**Requirements**
Return every line of the material below that contains the string "edging".

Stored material
▬▬▬▬▬▬▬▬▬▬

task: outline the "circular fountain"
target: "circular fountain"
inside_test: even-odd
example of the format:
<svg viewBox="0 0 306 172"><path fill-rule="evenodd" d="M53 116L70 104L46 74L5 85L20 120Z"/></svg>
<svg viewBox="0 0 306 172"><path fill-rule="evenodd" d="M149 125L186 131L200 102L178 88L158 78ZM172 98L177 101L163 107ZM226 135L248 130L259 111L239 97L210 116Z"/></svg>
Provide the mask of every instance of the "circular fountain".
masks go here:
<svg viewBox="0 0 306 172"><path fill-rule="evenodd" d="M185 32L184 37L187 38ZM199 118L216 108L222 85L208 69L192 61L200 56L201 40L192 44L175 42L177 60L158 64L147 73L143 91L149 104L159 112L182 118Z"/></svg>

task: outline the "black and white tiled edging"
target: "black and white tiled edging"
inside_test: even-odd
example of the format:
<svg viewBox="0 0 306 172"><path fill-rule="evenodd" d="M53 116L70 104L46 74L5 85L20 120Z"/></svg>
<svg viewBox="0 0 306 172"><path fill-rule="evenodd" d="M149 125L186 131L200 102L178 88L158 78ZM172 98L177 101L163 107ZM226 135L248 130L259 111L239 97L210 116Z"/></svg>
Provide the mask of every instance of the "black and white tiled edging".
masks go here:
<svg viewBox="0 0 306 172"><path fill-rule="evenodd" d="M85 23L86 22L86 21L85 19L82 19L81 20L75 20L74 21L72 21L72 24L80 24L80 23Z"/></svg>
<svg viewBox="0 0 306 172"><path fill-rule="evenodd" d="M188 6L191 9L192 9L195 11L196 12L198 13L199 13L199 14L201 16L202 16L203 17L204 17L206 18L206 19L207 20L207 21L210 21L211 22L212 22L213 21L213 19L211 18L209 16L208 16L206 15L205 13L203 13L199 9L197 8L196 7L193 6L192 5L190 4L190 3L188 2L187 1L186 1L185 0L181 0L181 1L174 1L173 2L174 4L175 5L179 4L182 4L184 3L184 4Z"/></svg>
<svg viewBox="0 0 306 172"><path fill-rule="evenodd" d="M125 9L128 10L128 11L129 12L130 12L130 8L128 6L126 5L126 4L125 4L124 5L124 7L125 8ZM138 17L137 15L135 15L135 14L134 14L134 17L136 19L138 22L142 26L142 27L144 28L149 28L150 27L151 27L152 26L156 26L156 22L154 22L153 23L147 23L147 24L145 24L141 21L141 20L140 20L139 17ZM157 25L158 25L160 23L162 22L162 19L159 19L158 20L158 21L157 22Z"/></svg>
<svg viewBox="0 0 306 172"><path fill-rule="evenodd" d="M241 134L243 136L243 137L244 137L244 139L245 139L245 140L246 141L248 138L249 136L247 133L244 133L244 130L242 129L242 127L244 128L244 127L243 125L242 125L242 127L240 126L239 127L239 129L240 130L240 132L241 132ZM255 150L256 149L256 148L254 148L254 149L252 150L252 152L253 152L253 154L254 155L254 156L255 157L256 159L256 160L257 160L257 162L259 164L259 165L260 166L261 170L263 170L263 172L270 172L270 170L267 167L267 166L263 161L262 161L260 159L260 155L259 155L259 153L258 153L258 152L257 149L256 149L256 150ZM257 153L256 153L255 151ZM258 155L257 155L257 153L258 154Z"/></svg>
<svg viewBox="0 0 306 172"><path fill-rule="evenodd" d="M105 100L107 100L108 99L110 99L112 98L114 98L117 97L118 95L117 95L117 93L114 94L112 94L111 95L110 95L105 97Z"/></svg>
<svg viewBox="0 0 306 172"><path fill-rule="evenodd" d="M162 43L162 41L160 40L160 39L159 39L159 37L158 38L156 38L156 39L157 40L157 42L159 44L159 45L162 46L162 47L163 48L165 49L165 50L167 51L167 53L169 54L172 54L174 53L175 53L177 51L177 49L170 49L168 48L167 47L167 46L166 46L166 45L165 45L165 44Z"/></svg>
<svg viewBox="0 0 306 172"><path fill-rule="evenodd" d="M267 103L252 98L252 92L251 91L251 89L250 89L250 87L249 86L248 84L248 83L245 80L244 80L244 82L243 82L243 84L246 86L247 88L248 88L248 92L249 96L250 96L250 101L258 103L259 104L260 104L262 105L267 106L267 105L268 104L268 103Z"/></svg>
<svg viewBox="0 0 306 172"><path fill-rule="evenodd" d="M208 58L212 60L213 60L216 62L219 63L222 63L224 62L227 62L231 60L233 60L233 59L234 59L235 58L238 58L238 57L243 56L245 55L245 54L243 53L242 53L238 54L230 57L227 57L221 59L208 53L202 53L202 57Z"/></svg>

▬▬▬▬▬▬▬▬▬▬

**Result for this task**
task: outline the "black and white tiled edging"
target: "black and white tiled edging"
Provide the mask of every instance of the "black and white tiled edging".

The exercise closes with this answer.